== Input data

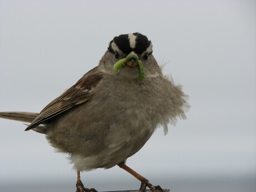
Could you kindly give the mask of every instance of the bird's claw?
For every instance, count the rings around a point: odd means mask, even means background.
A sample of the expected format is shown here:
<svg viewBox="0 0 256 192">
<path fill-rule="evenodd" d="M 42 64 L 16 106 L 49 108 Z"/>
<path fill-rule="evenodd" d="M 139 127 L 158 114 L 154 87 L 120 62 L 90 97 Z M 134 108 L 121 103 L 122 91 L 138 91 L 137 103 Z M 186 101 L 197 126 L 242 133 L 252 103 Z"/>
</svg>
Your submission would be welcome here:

====

Give these lines again with "background" swapped for "backdrop" and everything else unchanged. Leave out the picture.

Could you kindly give the mask of every instance of the bird's claw?
For every instance, count the rings around a point: odd means mask, even means backdrop.
A sample of the expected format is shown here:
<svg viewBox="0 0 256 192">
<path fill-rule="evenodd" d="M 42 64 L 16 106 L 49 108 Z"/>
<path fill-rule="evenodd" d="M 139 127 L 158 114 L 154 87 L 120 62 L 90 97 Z M 134 108 L 121 103 L 122 91 L 138 91 L 137 103 Z M 186 101 L 197 126 L 242 133 L 252 103 Z"/>
</svg>
Your submission would be welcome here:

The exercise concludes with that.